#### Excerpted records ####

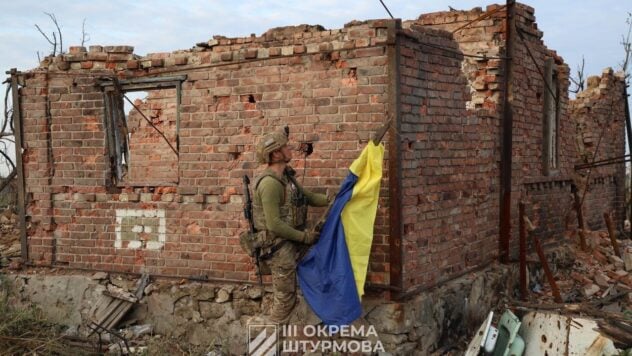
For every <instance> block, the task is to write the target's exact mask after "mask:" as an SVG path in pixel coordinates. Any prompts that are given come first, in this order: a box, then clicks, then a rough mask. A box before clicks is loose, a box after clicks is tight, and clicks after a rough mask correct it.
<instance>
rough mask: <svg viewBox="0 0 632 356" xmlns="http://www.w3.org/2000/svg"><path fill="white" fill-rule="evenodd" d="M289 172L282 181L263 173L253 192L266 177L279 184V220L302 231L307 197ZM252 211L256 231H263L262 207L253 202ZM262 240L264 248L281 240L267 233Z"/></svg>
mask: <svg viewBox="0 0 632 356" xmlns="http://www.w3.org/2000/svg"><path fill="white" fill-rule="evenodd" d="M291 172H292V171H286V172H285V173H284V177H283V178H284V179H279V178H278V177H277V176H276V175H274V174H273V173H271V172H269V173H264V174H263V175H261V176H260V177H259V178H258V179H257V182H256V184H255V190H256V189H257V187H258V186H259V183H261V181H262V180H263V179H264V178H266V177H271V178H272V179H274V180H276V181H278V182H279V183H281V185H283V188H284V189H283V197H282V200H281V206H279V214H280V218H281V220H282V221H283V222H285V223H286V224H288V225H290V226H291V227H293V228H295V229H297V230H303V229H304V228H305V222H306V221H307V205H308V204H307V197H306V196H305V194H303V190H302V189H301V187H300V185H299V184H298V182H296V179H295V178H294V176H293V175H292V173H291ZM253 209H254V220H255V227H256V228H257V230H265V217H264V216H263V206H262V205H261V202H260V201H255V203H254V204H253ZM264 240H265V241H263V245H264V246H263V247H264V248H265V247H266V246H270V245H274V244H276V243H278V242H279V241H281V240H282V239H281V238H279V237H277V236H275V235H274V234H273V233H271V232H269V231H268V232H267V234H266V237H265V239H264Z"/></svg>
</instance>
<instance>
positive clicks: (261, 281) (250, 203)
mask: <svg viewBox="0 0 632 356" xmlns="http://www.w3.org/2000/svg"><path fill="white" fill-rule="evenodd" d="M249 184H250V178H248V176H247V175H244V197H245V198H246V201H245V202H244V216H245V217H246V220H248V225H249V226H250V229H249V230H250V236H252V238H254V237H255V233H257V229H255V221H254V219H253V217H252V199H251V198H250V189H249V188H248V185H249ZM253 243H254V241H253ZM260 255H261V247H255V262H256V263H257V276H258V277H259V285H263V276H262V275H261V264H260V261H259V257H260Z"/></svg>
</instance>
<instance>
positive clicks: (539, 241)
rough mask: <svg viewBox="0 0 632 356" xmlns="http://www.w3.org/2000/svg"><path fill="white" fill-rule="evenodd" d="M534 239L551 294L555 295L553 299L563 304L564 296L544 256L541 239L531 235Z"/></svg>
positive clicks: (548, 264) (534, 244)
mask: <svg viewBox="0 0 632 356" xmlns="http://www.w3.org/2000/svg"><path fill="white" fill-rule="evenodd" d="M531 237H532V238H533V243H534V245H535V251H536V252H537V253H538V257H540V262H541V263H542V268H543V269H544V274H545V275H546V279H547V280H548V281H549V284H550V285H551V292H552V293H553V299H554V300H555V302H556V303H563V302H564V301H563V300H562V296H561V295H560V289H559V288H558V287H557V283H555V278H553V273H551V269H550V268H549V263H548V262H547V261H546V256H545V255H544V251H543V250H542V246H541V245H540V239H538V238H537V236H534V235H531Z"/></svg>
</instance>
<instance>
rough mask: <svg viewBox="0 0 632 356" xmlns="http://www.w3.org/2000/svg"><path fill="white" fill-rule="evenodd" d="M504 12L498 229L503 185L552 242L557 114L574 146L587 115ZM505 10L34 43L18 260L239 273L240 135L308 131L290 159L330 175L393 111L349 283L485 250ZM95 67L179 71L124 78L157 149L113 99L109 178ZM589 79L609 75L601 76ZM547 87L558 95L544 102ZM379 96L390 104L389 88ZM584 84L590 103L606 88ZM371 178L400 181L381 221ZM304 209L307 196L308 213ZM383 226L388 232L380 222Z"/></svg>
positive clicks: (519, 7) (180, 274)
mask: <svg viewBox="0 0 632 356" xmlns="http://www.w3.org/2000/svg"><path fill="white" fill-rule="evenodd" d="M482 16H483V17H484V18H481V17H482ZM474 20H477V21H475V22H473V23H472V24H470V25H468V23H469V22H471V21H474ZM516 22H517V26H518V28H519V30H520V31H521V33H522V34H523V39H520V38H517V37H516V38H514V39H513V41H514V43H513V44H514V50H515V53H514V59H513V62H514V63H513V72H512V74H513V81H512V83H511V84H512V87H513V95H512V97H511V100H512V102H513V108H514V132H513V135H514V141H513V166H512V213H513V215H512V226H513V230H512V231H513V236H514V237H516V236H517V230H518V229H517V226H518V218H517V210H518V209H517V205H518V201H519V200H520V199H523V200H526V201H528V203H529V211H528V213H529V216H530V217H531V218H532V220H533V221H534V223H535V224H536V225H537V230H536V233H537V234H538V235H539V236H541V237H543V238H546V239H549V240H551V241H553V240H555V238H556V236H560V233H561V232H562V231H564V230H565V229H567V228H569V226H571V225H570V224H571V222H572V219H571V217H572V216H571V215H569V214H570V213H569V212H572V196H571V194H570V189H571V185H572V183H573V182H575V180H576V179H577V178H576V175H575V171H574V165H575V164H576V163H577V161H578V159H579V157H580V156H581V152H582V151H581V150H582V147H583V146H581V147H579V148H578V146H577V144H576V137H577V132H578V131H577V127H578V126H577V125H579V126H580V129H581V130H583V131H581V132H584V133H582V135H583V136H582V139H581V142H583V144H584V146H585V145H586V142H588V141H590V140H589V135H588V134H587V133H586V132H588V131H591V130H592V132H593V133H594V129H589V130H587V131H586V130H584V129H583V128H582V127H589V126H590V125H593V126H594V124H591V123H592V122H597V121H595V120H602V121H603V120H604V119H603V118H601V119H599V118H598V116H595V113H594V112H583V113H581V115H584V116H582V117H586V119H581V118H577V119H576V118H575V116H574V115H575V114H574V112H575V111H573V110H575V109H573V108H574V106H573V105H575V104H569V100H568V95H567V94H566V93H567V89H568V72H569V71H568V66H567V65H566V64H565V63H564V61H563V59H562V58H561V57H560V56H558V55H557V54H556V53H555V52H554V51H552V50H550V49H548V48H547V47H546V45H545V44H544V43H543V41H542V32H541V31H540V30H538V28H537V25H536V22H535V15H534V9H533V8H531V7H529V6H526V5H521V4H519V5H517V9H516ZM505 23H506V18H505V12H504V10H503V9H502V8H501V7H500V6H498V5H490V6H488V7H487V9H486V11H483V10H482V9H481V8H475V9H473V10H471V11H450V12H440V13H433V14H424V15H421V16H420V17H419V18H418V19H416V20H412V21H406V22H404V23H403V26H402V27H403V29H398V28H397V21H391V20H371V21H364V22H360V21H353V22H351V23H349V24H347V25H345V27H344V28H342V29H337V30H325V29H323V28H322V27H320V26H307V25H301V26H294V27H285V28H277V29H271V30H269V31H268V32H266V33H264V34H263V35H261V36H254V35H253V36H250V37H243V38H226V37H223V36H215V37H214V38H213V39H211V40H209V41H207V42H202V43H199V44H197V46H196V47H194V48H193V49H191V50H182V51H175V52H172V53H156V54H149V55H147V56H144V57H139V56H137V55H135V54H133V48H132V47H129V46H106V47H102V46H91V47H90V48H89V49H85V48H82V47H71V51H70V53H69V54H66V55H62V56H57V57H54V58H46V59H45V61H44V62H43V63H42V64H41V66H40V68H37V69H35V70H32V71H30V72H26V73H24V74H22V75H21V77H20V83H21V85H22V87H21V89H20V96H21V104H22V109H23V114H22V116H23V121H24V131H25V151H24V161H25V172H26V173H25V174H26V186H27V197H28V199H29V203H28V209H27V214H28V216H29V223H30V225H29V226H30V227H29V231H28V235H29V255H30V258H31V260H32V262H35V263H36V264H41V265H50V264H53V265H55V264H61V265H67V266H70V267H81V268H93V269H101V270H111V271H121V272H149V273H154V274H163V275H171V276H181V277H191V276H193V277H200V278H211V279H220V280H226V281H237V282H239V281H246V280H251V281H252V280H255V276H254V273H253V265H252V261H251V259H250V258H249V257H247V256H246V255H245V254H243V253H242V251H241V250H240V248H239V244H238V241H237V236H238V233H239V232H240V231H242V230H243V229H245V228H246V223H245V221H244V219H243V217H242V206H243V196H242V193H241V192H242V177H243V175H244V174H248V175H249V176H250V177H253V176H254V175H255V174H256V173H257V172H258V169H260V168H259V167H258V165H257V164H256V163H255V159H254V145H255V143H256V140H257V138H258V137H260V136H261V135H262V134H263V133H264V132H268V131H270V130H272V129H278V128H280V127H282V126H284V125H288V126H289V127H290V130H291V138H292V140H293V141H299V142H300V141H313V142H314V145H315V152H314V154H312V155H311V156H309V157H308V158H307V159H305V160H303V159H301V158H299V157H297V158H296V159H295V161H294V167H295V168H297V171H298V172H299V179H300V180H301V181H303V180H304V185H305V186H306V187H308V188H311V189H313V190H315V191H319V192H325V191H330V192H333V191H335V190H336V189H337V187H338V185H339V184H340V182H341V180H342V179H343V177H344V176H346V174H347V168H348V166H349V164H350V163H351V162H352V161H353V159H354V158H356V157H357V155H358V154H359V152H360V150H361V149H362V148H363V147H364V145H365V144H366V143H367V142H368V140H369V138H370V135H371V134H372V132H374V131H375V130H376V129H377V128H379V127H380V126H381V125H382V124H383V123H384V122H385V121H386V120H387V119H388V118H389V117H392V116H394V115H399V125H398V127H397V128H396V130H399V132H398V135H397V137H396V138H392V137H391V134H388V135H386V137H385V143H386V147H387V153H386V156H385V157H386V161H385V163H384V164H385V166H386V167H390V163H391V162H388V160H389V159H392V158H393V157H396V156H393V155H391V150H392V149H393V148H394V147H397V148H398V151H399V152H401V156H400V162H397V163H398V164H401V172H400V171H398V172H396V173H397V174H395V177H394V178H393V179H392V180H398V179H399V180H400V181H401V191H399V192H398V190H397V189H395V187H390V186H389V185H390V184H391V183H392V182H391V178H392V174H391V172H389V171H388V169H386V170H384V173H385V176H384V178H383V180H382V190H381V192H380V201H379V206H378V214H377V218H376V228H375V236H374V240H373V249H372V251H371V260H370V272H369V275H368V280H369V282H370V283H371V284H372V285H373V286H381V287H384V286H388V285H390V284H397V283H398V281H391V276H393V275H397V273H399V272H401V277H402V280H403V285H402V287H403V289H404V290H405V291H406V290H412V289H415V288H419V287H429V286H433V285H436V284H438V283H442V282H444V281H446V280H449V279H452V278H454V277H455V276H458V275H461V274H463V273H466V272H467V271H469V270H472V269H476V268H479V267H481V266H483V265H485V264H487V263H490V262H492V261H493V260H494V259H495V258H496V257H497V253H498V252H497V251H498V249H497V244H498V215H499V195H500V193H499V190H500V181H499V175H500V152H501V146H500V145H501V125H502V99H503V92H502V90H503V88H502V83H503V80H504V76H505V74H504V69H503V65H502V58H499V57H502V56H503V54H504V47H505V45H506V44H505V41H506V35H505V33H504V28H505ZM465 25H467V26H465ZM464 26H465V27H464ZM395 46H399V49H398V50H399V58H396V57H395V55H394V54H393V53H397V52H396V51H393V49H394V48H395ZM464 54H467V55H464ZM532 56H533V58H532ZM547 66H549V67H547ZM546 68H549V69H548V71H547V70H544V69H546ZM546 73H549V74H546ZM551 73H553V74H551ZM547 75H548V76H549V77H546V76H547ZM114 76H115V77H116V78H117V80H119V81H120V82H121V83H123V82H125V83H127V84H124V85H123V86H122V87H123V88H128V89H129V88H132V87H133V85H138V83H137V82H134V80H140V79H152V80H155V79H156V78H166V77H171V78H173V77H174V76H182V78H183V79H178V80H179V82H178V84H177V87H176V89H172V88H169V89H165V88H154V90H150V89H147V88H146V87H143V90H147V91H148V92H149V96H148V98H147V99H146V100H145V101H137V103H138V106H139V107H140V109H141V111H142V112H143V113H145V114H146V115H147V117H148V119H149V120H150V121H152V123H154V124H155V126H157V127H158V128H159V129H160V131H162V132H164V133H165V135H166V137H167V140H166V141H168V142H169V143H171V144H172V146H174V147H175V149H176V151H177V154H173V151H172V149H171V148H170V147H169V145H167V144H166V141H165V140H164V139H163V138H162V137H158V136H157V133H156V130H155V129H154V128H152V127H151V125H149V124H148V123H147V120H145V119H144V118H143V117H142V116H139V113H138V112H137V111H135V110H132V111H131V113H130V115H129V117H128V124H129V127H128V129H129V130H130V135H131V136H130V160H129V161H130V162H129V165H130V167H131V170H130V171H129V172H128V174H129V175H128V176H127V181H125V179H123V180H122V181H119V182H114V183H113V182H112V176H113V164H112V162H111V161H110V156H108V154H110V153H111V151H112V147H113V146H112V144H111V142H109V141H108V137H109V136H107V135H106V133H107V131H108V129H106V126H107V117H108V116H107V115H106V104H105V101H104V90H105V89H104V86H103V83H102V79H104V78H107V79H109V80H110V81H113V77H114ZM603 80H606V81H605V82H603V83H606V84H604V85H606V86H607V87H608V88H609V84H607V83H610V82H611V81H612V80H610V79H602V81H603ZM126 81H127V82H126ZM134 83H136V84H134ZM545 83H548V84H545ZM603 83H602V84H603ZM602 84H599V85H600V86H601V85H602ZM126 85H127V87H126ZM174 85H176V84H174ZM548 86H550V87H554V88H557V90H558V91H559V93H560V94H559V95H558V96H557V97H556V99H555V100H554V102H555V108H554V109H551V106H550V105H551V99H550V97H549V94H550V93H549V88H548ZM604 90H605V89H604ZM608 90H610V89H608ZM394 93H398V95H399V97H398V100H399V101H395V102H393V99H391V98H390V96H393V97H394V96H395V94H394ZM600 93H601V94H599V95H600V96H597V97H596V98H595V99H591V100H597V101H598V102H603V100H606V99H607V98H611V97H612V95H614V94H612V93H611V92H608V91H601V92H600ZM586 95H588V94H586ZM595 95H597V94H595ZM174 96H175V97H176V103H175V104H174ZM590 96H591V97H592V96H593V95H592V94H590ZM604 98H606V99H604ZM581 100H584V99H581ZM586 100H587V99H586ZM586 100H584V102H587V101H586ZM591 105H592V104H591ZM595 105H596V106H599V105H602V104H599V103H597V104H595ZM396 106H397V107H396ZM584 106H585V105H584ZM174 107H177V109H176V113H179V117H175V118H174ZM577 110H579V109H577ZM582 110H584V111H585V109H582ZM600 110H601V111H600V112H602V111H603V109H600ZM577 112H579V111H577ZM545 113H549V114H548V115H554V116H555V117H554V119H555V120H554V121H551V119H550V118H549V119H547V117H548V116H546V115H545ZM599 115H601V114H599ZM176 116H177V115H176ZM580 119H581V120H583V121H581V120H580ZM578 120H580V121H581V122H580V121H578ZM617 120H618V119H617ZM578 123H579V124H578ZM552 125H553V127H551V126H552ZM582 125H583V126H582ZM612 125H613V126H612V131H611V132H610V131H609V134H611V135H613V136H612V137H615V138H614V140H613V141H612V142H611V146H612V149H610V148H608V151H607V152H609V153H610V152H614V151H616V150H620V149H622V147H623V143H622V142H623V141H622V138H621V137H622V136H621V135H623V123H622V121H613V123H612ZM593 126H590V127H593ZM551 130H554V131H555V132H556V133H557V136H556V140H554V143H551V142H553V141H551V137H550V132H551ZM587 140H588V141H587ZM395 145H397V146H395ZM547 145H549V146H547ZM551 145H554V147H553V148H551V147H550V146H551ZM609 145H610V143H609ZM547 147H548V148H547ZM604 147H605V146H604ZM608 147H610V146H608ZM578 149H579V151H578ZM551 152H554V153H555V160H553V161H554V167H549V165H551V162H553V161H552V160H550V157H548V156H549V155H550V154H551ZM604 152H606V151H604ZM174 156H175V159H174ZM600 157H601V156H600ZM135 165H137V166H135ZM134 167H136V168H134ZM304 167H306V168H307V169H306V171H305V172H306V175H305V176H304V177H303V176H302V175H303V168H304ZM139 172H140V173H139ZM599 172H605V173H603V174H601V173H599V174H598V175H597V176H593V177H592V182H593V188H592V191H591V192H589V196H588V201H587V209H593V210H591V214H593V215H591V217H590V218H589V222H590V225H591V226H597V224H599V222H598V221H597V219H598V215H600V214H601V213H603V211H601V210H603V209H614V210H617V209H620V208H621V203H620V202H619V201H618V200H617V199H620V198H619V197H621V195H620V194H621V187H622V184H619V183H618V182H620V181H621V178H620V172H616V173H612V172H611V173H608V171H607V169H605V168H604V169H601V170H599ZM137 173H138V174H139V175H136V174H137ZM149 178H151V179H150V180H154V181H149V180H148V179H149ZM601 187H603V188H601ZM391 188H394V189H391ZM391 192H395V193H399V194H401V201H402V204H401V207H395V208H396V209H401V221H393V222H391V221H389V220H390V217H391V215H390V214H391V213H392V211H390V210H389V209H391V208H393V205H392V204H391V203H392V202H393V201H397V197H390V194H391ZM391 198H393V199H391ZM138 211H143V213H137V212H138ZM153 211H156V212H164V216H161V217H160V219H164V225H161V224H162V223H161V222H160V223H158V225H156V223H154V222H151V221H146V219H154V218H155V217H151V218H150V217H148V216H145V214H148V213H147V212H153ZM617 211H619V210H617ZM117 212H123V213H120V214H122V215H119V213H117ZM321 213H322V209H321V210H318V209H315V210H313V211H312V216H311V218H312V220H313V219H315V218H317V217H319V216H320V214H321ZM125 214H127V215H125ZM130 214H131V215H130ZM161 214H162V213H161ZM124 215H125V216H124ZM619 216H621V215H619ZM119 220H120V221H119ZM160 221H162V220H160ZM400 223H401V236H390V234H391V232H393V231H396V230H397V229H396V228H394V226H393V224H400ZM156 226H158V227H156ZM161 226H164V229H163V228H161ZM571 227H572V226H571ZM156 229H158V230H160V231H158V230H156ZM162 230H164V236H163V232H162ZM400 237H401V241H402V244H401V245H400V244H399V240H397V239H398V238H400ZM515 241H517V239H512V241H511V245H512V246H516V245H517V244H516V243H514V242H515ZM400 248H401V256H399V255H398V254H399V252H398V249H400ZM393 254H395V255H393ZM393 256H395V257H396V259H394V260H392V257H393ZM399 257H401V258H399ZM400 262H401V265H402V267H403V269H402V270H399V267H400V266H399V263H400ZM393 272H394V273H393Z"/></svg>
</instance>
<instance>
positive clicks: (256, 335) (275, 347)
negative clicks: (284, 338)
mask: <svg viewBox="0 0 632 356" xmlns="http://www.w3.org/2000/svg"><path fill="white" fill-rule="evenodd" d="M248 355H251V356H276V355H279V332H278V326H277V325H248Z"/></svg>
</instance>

####

| Exercise description |
Using the entries above, return exactly the lines from the line with "172L282 181L263 173L253" to the line with "239L551 294L555 295L553", counting both of those lines.

| Output for this task |
rough mask: <svg viewBox="0 0 632 356" xmlns="http://www.w3.org/2000/svg"><path fill="white" fill-rule="evenodd" d="M289 172L282 181L263 173L253 192L266 177L279 184V220L302 231L307 197ZM252 211L256 231H263L262 207L253 202ZM262 240L264 248L281 240L267 233Z"/></svg>
mask: <svg viewBox="0 0 632 356" xmlns="http://www.w3.org/2000/svg"><path fill="white" fill-rule="evenodd" d="M291 172H292V171H286V172H285V173H284V177H283V178H284V179H279V178H278V177H277V176H276V175H274V174H273V173H271V172H269V173H264V174H263V175H261V176H260V177H259V178H258V179H257V182H256V184H255V190H256V189H257V187H258V186H259V183H261V181H262V180H263V179H264V178H266V177H271V178H272V179H274V180H276V181H278V182H279V183H281V185H283V188H284V189H283V197H282V200H281V206H279V214H280V218H281V220H282V221H283V222H285V223H286V224H288V225H290V226H291V227H293V228H295V229H297V230H303V229H304V228H305V222H306V221H307V205H308V204H307V197H306V196H305V194H303V190H302V189H301V187H300V185H299V184H298V182H296V179H295V178H294V176H293V175H292V173H291ZM253 209H254V220H255V227H256V228H257V230H265V217H264V216H263V206H262V205H261V202H260V201H255V203H254V204H253ZM264 240H265V241H263V245H264V246H263V247H264V248H265V247H266V246H270V245H274V244H276V243H278V242H279V241H281V240H282V239H281V238H279V237H277V236H275V235H274V234H273V233H271V232H269V231H268V232H267V234H266V237H265V239H264Z"/></svg>
</instance>
<instance>
positive clicks: (261, 281) (250, 203)
mask: <svg viewBox="0 0 632 356" xmlns="http://www.w3.org/2000/svg"><path fill="white" fill-rule="evenodd" d="M249 184H250V178H248V176H247V175H244V197H245V198H246V201H245V202H244V216H245V217H246V220H248V225H249V226H250V229H249V230H250V236H252V238H254V237H255V233H257V229H255V221H254V219H253V217H252V199H251V198H250V189H249V188H248V185H249ZM253 243H254V241H253ZM260 255H261V247H255V262H256V263H257V276H258V277H259V285H263V276H262V275H261V264H260V261H259V257H260Z"/></svg>
</instance>
<instance>
positive clicks: (539, 241)
rough mask: <svg viewBox="0 0 632 356" xmlns="http://www.w3.org/2000/svg"><path fill="white" fill-rule="evenodd" d="M534 239L551 294L555 295L553 299L563 304L564 296L544 256L541 239L531 235Z"/></svg>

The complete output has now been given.